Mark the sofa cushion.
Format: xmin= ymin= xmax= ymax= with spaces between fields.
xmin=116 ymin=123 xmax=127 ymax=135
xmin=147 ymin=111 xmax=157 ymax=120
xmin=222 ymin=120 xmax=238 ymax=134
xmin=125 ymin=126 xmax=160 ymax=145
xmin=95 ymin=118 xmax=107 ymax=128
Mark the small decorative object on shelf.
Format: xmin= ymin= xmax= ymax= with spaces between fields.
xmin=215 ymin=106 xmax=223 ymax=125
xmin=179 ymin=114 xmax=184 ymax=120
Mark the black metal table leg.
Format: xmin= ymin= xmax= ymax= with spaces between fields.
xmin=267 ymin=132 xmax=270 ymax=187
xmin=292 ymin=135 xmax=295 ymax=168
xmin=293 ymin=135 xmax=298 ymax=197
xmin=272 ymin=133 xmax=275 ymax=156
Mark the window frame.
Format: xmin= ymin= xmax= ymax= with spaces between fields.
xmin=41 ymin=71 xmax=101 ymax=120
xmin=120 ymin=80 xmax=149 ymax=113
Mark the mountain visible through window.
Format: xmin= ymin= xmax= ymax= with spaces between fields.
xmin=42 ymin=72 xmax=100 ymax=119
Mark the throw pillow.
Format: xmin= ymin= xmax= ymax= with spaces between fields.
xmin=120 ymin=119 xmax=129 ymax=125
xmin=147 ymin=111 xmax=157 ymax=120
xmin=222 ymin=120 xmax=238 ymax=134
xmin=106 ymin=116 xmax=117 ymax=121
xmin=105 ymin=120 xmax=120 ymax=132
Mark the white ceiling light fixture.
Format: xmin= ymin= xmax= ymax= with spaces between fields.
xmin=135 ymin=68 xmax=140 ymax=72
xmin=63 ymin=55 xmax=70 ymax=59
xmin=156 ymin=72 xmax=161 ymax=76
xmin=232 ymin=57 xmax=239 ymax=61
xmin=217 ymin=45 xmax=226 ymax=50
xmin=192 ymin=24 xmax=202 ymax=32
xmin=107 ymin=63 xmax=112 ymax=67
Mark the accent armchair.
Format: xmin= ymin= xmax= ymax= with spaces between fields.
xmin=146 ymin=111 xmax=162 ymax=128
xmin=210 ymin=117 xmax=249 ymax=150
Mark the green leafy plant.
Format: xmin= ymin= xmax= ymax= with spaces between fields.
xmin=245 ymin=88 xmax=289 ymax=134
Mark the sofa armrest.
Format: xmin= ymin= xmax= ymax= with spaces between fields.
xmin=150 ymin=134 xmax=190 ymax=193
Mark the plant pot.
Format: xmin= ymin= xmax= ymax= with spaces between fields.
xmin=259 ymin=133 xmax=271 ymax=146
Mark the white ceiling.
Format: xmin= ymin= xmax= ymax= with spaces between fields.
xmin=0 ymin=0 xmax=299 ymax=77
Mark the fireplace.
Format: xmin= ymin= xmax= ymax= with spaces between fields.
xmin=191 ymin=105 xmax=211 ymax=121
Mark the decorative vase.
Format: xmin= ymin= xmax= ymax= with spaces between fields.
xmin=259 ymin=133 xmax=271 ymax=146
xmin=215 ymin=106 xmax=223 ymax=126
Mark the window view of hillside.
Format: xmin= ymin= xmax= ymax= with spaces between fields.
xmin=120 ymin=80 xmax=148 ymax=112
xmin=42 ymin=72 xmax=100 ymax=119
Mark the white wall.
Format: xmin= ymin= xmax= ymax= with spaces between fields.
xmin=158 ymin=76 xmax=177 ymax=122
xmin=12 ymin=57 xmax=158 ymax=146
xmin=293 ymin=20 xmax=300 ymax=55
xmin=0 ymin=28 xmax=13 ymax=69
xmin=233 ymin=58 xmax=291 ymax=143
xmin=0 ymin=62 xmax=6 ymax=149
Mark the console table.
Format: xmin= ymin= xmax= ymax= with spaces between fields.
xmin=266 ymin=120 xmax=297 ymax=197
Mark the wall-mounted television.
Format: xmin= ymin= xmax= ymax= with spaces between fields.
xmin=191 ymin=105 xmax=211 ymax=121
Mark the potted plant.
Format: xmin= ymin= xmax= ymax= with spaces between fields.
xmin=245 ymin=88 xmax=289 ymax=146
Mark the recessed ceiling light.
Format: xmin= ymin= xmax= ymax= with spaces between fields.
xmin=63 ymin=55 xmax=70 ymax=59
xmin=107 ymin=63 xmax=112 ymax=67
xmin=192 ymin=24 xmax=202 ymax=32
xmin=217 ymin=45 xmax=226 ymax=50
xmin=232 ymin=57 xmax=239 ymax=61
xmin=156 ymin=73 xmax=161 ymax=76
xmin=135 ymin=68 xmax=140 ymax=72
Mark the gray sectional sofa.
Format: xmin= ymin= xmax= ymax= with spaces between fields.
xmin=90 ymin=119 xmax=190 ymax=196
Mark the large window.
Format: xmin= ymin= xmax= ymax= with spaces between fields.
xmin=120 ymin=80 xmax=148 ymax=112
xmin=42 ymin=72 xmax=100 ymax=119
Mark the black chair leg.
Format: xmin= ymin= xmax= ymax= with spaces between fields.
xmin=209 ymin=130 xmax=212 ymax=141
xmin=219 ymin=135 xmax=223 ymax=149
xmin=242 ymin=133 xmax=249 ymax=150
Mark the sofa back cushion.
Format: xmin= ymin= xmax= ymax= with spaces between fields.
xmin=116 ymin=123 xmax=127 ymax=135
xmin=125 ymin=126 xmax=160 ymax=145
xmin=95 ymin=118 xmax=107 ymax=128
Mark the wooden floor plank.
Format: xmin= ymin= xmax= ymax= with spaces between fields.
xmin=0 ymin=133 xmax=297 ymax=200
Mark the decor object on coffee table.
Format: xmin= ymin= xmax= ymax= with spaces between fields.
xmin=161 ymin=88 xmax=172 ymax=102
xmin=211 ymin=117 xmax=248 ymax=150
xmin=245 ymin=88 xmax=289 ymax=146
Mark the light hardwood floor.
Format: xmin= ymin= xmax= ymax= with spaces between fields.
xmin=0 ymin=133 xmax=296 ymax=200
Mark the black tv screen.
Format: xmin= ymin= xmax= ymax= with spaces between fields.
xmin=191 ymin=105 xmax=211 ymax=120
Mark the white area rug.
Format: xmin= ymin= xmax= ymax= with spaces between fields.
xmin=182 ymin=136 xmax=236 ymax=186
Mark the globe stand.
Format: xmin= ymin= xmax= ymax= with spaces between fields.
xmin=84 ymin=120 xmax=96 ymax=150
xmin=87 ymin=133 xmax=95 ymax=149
# # #
Exercise ▸ After the last line of the data, restate all the entries verbatim.

Expected output ▸
Mark the sofa cushion.
Format: xmin= ymin= xmax= ymax= with spaces between fields.
xmin=116 ymin=123 xmax=127 ymax=135
xmin=147 ymin=111 xmax=157 ymax=120
xmin=222 ymin=120 xmax=238 ymax=134
xmin=125 ymin=126 xmax=160 ymax=145
xmin=95 ymin=118 xmax=107 ymax=128
Mark the small decorative object on shelf.
Format: xmin= ymin= xmax= ymax= with spaces between fields.
xmin=215 ymin=106 xmax=223 ymax=125
xmin=179 ymin=114 xmax=184 ymax=120
Mark the black metal table leg.
Format: xmin= ymin= xmax= ymax= with spaces between fields.
xmin=267 ymin=132 xmax=270 ymax=187
xmin=292 ymin=135 xmax=295 ymax=168
xmin=293 ymin=135 xmax=298 ymax=197
xmin=272 ymin=133 xmax=275 ymax=156
Mark the window frame.
Format: xmin= ymin= xmax= ymax= with spaces between fields.
xmin=41 ymin=71 xmax=101 ymax=120
xmin=120 ymin=80 xmax=149 ymax=113
Mark the mountain visible through window.
Format: xmin= ymin= xmax= ymax= with spaces between fields.
xmin=42 ymin=72 xmax=100 ymax=119
Mark the throw pillow.
Format: xmin= ymin= xmax= ymax= with spaces between fields.
xmin=120 ymin=119 xmax=129 ymax=125
xmin=147 ymin=111 xmax=157 ymax=120
xmin=222 ymin=120 xmax=238 ymax=134
xmin=106 ymin=116 xmax=117 ymax=121
xmin=105 ymin=120 xmax=120 ymax=132
Mark the white ceiling light fixture.
Format: xmin= ymin= xmax= ymax= with spaces between fields.
xmin=135 ymin=68 xmax=140 ymax=72
xmin=63 ymin=55 xmax=70 ymax=59
xmin=156 ymin=72 xmax=161 ymax=76
xmin=232 ymin=57 xmax=239 ymax=61
xmin=217 ymin=45 xmax=226 ymax=50
xmin=192 ymin=24 xmax=202 ymax=32
xmin=107 ymin=63 xmax=112 ymax=67
Mark the accent armchair.
Format: xmin= ymin= xmax= ymax= with spaces between fields.
xmin=146 ymin=111 xmax=162 ymax=128
xmin=210 ymin=117 xmax=249 ymax=150
Mark the green leafy plant.
Format: xmin= ymin= xmax= ymax= with spaces between fields.
xmin=245 ymin=88 xmax=289 ymax=134
Mark the sofa armrest.
Format: xmin= ymin= xmax= ymax= with spaces between fields.
xmin=150 ymin=134 xmax=190 ymax=193
Mark the plant pot.
Format: xmin= ymin= xmax= ymax= with spaces between fields.
xmin=259 ymin=133 xmax=271 ymax=146
Mark the white ceiling.
Format: xmin= ymin= xmax= ymax= with spaces between fields.
xmin=0 ymin=0 xmax=299 ymax=77
Mark the fireplace.
Format: xmin= ymin= xmax= ymax= with spaces between fields.
xmin=191 ymin=105 xmax=211 ymax=121
Mark the decorative vase.
Format: xmin= ymin= xmax= ymax= with spaces between fields.
xmin=259 ymin=133 xmax=271 ymax=146
xmin=215 ymin=106 xmax=223 ymax=126
Mark the window view of hillside.
Format: xmin= ymin= xmax= ymax= with spaces between fields.
xmin=120 ymin=80 xmax=148 ymax=112
xmin=42 ymin=72 xmax=100 ymax=119
Mark the white wall.
Format: xmin= ymin= xmax= ymax= with spaces between fields.
xmin=158 ymin=76 xmax=177 ymax=122
xmin=12 ymin=57 xmax=158 ymax=146
xmin=293 ymin=20 xmax=300 ymax=55
xmin=0 ymin=28 xmax=13 ymax=69
xmin=233 ymin=58 xmax=291 ymax=143
xmin=0 ymin=62 xmax=6 ymax=149
Mark the console table.
Format: xmin= ymin= xmax= ymax= with spaces between fields.
xmin=266 ymin=120 xmax=297 ymax=197
Mark the wall-mounted television.
Format: xmin= ymin= xmax= ymax= with spaces between fields.
xmin=191 ymin=105 xmax=211 ymax=121
Mark the potted plant.
Format: xmin= ymin= xmax= ymax= with spaces between fields.
xmin=245 ymin=88 xmax=289 ymax=146
Mark the recessed ceiling light.
Format: xmin= ymin= xmax= ymax= with spaces between fields.
xmin=63 ymin=55 xmax=70 ymax=59
xmin=107 ymin=63 xmax=112 ymax=67
xmin=192 ymin=24 xmax=202 ymax=32
xmin=217 ymin=45 xmax=226 ymax=50
xmin=232 ymin=57 xmax=239 ymax=61
xmin=156 ymin=73 xmax=161 ymax=76
xmin=135 ymin=68 xmax=140 ymax=72
Mark the gray sectional sofa.
Format: xmin= ymin= xmax= ymax= with spaces between fields.
xmin=90 ymin=119 xmax=190 ymax=196
Mark the large window.
Format: xmin= ymin= xmax= ymax= with spaces between fields.
xmin=120 ymin=80 xmax=148 ymax=112
xmin=42 ymin=72 xmax=100 ymax=119
Mark the black chair leg.
Format: xmin= ymin= xmax= ymax= with spaces between fields.
xmin=209 ymin=130 xmax=212 ymax=141
xmin=219 ymin=135 xmax=223 ymax=149
xmin=242 ymin=133 xmax=249 ymax=150
Mark the sofa back cushion.
Format: xmin= ymin= xmax= ymax= with spaces between fields.
xmin=116 ymin=123 xmax=127 ymax=135
xmin=125 ymin=126 xmax=160 ymax=145
xmin=95 ymin=118 xmax=107 ymax=128
Mark the wooden floor plank.
Format: xmin= ymin= xmax= ymax= with spaces between fields.
xmin=0 ymin=133 xmax=297 ymax=200
Mark the decor object on coffee table.
Format: xmin= ymin= xmax= ymax= with spaces between fields.
xmin=161 ymin=88 xmax=172 ymax=102
xmin=211 ymin=117 xmax=248 ymax=150
xmin=245 ymin=88 xmax=289 ymax=146
Mark the light hardwood floor.
Format: xmin= ymin= xmax= ymax= with spaces between fields.
xmin=0 ymin=133 xmax=296 ymax=200
Mark the black tv screen.
Format: xmin= ymin= xmax= ymax= with spaces between fields.
xmin=191 ymin=105 xmax=211 ymax=120
Mark the white area rug.
Format: xmin= ymin= xmax= ymax= with spaces between fields.
xmin=182 ymin=136 xmax=236 ymax=186
Mark the globe stand.
Format: xmin= ymin= xmax= ymax= with spaces between fields.
xmin=84 ymin=120 xmax=96 ymax=150
xmin=87 ymin=133 xmax=95 ymax=149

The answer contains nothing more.